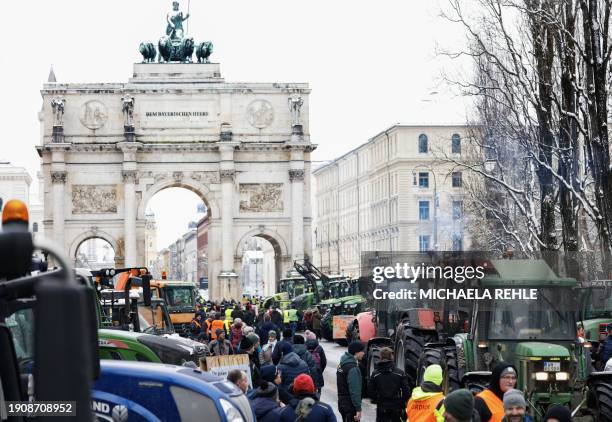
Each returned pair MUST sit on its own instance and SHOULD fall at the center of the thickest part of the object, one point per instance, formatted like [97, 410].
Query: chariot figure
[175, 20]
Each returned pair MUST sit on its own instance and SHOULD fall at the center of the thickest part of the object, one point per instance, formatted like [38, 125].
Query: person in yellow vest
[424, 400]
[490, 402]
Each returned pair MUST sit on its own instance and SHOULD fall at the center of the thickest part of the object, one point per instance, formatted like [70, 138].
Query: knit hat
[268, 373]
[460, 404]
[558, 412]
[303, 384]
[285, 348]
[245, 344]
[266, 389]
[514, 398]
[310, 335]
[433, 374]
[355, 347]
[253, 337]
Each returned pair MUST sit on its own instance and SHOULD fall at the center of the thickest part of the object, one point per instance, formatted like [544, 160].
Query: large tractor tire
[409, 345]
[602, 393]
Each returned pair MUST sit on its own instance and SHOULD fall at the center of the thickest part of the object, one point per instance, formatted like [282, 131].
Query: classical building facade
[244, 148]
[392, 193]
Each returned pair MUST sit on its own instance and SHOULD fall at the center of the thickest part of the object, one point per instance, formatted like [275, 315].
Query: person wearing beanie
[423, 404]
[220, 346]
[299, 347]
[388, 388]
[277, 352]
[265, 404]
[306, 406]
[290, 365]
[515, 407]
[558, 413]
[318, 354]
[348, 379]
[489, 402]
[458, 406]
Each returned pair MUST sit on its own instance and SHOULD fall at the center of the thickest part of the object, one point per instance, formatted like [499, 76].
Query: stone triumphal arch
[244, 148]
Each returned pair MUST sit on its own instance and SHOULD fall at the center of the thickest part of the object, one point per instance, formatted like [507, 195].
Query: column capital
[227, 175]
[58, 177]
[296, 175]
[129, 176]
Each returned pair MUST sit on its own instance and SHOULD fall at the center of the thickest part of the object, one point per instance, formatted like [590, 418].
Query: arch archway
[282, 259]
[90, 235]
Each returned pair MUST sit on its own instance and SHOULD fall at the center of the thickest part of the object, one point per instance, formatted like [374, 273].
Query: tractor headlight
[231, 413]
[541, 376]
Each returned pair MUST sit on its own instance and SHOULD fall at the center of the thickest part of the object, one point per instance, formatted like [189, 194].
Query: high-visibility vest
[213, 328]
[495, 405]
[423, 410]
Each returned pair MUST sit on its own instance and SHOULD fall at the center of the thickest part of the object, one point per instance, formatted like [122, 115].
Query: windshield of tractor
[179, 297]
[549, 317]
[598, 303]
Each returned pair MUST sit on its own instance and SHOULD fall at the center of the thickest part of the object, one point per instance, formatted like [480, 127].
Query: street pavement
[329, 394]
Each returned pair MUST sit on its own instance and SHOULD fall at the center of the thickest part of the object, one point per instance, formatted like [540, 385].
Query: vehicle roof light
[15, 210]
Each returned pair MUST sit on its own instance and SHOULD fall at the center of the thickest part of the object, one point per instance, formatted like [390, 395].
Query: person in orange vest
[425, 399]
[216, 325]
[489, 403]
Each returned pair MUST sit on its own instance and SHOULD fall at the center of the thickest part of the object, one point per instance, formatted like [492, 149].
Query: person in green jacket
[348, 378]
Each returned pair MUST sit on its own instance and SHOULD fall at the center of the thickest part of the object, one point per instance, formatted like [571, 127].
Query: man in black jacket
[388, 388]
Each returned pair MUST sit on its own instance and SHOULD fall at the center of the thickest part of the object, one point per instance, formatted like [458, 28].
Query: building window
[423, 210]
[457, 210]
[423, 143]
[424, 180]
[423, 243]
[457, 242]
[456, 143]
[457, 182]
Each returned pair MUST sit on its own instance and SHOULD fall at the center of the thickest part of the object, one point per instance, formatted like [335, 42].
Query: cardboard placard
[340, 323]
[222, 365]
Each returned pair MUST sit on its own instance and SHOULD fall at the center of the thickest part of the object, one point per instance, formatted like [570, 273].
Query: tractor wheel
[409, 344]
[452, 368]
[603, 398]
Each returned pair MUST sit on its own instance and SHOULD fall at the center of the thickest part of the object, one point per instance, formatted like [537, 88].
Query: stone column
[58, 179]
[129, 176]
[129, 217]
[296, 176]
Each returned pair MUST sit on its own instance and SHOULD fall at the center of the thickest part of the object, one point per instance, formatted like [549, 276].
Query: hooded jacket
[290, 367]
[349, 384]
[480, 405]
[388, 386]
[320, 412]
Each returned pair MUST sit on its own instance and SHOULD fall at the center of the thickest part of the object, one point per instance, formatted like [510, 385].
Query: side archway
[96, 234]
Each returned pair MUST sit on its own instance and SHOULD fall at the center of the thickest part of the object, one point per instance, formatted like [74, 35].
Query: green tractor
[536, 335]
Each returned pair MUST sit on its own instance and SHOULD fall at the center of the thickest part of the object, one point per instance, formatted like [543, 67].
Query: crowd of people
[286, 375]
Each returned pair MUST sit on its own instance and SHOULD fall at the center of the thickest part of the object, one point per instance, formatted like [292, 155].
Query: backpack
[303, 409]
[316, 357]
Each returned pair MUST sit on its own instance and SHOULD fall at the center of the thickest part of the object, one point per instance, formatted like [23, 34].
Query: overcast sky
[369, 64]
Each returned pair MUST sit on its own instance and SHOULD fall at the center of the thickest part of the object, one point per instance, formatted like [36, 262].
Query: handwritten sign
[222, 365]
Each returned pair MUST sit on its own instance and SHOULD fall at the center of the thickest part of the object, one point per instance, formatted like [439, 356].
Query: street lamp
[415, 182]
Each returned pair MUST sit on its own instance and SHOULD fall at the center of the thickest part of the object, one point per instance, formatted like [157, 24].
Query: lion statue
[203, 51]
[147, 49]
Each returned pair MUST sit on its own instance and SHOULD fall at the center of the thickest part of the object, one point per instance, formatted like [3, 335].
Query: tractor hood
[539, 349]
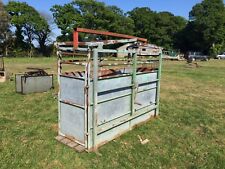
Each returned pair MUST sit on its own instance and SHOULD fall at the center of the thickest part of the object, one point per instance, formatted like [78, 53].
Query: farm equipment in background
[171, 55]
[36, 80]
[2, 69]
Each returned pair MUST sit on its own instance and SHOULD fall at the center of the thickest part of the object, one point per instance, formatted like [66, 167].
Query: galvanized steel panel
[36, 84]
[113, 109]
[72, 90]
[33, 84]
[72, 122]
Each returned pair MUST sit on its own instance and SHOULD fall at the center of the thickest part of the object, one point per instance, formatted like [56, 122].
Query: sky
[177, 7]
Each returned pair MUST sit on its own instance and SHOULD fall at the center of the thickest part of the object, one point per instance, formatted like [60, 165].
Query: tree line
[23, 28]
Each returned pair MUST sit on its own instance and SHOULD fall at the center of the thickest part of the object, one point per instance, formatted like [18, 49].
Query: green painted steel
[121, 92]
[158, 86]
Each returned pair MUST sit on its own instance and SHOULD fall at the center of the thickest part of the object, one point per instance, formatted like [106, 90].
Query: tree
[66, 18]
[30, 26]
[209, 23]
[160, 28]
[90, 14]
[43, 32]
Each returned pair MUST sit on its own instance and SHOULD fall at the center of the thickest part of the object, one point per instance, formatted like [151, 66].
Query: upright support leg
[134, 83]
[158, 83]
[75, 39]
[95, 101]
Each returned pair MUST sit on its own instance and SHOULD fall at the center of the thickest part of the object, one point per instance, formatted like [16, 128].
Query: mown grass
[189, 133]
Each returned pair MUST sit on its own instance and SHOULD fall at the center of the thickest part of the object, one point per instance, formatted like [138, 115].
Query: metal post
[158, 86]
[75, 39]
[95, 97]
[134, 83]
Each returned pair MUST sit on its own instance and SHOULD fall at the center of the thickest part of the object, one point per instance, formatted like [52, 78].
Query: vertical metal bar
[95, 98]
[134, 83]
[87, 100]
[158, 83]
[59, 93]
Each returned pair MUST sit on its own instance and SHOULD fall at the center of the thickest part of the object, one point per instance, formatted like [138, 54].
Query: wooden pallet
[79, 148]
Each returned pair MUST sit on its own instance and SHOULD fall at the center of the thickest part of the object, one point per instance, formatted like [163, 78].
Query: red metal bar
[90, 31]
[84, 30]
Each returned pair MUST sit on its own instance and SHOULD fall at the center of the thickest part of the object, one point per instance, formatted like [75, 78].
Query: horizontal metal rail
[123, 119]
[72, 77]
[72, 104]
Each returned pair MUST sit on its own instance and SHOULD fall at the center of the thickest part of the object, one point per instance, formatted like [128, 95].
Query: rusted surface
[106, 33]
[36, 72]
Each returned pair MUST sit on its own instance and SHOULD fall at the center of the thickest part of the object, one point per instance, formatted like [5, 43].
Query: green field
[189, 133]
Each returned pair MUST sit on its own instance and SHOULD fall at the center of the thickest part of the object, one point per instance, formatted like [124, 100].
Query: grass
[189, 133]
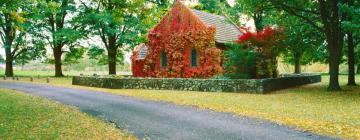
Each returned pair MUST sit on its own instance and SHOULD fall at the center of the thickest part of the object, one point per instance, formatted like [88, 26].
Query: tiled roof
========================================
## WHAT THE TASK REQUIRES
Using the entries above, extract exactly the span from the line with "Query: person in yellow vest" to the line with "like [70, 138].", both lines included; leave out everything else.

## FINISHED EXERCISE
Query: person in yellow vest
[424, 400]
[490, 402]
Each returned pair MUST sit on its own instance and SHOULD fall at the center of the thickest part of the object, one point per instance, formatted like [70, 138].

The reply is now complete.